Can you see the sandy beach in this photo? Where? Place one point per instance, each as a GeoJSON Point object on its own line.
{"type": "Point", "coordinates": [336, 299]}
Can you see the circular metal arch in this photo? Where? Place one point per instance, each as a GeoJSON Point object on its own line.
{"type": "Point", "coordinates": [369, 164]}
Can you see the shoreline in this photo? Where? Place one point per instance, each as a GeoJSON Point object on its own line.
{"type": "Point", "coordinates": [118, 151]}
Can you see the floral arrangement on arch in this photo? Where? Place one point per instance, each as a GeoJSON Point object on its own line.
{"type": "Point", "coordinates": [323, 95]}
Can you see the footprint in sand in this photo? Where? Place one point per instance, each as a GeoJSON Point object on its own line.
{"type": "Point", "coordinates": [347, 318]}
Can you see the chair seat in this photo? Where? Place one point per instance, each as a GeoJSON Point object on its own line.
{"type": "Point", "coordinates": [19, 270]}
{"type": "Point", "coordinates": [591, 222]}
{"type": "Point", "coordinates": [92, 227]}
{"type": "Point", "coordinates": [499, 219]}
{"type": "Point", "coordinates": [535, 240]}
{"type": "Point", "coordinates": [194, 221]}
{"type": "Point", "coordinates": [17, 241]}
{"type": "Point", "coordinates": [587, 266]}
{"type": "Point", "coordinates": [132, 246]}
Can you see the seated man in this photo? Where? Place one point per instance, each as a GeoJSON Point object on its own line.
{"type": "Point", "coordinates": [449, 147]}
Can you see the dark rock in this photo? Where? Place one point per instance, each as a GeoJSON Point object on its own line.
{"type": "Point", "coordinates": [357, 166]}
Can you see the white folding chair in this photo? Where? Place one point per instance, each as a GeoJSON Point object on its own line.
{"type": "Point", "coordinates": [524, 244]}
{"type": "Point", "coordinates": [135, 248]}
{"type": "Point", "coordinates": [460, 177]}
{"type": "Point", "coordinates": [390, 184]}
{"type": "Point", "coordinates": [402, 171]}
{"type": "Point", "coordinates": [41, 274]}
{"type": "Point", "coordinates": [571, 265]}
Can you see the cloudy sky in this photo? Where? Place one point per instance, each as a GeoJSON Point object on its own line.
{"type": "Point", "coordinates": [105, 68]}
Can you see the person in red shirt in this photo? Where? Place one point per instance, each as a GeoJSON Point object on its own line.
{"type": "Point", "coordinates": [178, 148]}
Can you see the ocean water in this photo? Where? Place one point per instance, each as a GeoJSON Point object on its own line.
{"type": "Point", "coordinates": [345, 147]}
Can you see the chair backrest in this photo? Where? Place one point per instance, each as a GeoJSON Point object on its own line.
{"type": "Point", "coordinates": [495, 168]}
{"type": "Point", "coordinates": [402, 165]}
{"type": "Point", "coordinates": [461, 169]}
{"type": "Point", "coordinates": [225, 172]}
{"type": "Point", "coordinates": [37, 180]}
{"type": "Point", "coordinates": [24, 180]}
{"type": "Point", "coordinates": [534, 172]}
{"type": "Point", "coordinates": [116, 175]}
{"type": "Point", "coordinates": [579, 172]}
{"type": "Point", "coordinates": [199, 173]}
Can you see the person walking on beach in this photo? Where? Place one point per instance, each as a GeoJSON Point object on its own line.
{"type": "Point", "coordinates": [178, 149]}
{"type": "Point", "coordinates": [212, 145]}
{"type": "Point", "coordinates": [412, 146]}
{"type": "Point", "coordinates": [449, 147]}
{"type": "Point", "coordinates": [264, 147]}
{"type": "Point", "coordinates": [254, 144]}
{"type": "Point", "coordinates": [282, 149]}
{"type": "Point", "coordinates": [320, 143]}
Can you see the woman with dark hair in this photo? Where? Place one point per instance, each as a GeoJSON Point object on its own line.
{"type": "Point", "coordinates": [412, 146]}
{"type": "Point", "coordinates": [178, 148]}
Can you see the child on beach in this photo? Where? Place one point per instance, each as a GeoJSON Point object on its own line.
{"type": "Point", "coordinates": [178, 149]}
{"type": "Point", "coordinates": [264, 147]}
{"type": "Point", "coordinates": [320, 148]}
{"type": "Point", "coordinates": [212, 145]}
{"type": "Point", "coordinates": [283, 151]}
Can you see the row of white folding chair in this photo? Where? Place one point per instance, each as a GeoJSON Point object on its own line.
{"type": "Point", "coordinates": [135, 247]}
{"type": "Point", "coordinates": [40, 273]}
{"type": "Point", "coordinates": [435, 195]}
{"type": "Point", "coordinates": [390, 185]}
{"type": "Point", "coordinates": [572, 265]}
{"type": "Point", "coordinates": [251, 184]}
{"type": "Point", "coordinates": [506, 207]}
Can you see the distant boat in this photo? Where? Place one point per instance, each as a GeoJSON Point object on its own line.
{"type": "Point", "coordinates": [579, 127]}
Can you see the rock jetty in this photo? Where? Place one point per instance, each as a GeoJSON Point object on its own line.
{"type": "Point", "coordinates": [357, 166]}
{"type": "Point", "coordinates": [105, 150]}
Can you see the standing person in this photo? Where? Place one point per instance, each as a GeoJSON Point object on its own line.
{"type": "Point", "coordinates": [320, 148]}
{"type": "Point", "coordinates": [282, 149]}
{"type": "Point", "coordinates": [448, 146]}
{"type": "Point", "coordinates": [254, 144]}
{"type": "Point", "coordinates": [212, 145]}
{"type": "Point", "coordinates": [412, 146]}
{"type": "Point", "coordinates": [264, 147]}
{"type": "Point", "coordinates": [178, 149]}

# # # # #

**TASK DETAILS:** Render the whole set of entries again, exactly as given.

**EXERCISE RESULT:**
Can you see the sandy beach in this photo? Where? Place one point per instance, each as a GeoJSON Point object on its own line.
{"type": "Point", "coordinates": [336, 299]}
Can you see the circular metal arch in this photo? Where? Place one point per instance, each as a GeoJSON Point object on its own line.
{"type": "Point", "coordinates": [369, 164]}
Can you see the shoreline in this photo? Where? Place one point per instance, each as a GeoJSON Point object on its own line.
{"type": "Point", "coordinates": [118, 151]}
Can you see the floral arrangement on arch in this photo? Where? Place one point per instance, each as a GeoJSON Point object on its own line.
{"type": "Point", "coordinates": [323, 95]}
Can you see the footprint in sand in this photo? Where? Place one point per instance, each as a GeoJSON Point object on its own line.
{"type": "Point", "coordinates": [347, 318]}
Can you see the chair seat in this photo? Where? Place one point per instance, each as a GeoJSON Point object on its own line.
{"type": "Point", "coordinates": [19, 270]}
{"type": "Point", "coordinates": [591, 222]}
{"type": "Point", "coordinates": [92, 227]}
{"type": "Point", "coordinates": [499, 219]}
{"type": "Point", "coordinates": [535, 240]}
{"type": "Point", "coordinates": [194, 221]}
{"type": "Point", "coordinates": [17, 241]}
{"type": "Point", "coordinates": [587, 266]}
{"type": "Point", "coordinates": [132, 246]}
Can you see the seated man in this photo? Where? Place one point per instance, each as a GeoJSON Point object on its own line.
{"type": "Point", "coordinates": [449, 147]}
Can you see the dark rock in this photo? Where? Place one point per instance, each as a GeoJSON Point object on its own line.
{"type": "Point", "coordinates": [357, 166]}
Can you see the white folding chair in this photo? Where? Place one point per instance, each as a GeoJSON Point object on its own line.
{"type": "Point", "coordinates": [524, 244]}
{"type": "Point", "coordinates": [135, 248]}
{"type": "Point", "coordinates": [460, 177]}
{"type": "Point", "coordinates": [390, 184]}
{"type": "Point", "coordinates": [402, 171]}
{"type": "Point", "coordinates": [41, 274]}
{"type": "Point", "coordinates": [571, 265]}
Can you see the cloudy sky in this photo? Where? Place one point per instance, each as a GeoJSON Point object on its own line.
{"type": "Point", "coordinates": [105, 68]}
Can you see the person in red shirt in this photo? Where? Place one point per instance, each as a GeoJSON Point object on its own line.
{"type": "Point", "coordinates": [178, 148]}
Can you see the ocean water in this photo? Where? Place one point per instance, each as a GeoJSON Point object on its own line.
{"type": "Point", "coordinates": [345, 147]}
Can you see the chair backrest in this photo? Where? Place one point per instance, each as a GeoJSON Point object on its own line.
{"type": "Point", "coordinates": [495, 168]}
{"type": "Point", "coordinates": [402, 165]}
{"type": "Point", "coordinates": [461, 169]}
{"type": "Point", "coordinates": [225, 172]}
{"type": "Point", "coordinates": [37, 180]}
{"type": "Point", "coordinates": [24, 180]}
{"type": "Point", "coordinates": [534, 172]}
{"type": "Point", "coordinates": [116, 175]}
{"type": "Point", "coordinates": [579, 172]}
{"type": "Point", "coordinates": [199, 173]}
Can you see the person walking on beach in this photo? Where? Place one point per instance, each as a GeoJSON Point object on its own line.
{"type": "Point", "coordinates": [178, 149]}
{"type": "Point", "coordinates": [212, 145]}
{"type": "Point", "coordinates": [412, 146]}
{"type": "Point", "coordinates": [449, 147]}
{"type": "Point", "coordinates": [264, 147]}
{"type": "Point", "coordinates": [254, 144]}
{"type": "Point", "coordinates": [282, 149]}
{"type": "Point", "coordinates": [320, 143]}
Can you see the woman with dark hair in this photo? Where? Place one point per instance, each as a GeoJSON Point object on its own line.
{"type": "Point", "coordinates": [412, 146]}
{"type": "Point", "coordinates": [178, 148]}
Can you see the child on beach in this photo? Where? Place one point per instance, each as a GeoJSON Point object on its own line.
{"type": "Point", "coordinates": [178, 149]}
{"type": "Point", "coordinates": [264, 147]}
{"type": "Point", "coordinates": [320, 148]}
{"type": "Point", "coordinates": [212, 145]}
{"type": "Point", "coordinates": [283, 151]}
Can you see the row of white folding chair in this photo? Where? Place one point per instance, each as a GeoJSON Point object on its own line.
{"type": "Point", "coordinates": [135, 247]}
{"type": "Point", "coordinates": [40, 273]}
{"type": "Point", "coordinates": [435, 195]}
{"type": "Point", "coordinates": [390, 185]}
{"type": "Point", "coordinates": [572, 265]}
{"type": "Point", "coordinates": [251, 184]}
{"type": "Point", "coordinates": [506, 207]}
Can you see the distant boat in this photo? Where? Place one point per instance, each as a GeoJSON Point object on its own line.
{"type": "Point", "coordinates": [579, 127]}
Can you see the rock jetty in this photo? Where? Place one point per instance, each as a GeoJSON Point object on its own line.
{"type": "Point", "coordinates": [357, 166]}
{"type": "Point", "coordinates": [105, 150]}
Can you see the standing person in this photo? Where? Place one point per instance, each as a GeoJSON Point object on its own line.
{"type": "Point", "coordinates": [320, 148]}
{"type": "Point", "coordinates": [282, 149]}
{"type": "Point", "coordinates": [448, 146]}
{"type": "Point", "coordinates": [254, 144]}
{"type": "Point", "coordinates": [212, 145]}
{"type": "Point", "coordinates": [412, 146]}
{"type": "Point", "coordinates": [264, 147]}
{"type": "Point", "coordinates": [178, 149]}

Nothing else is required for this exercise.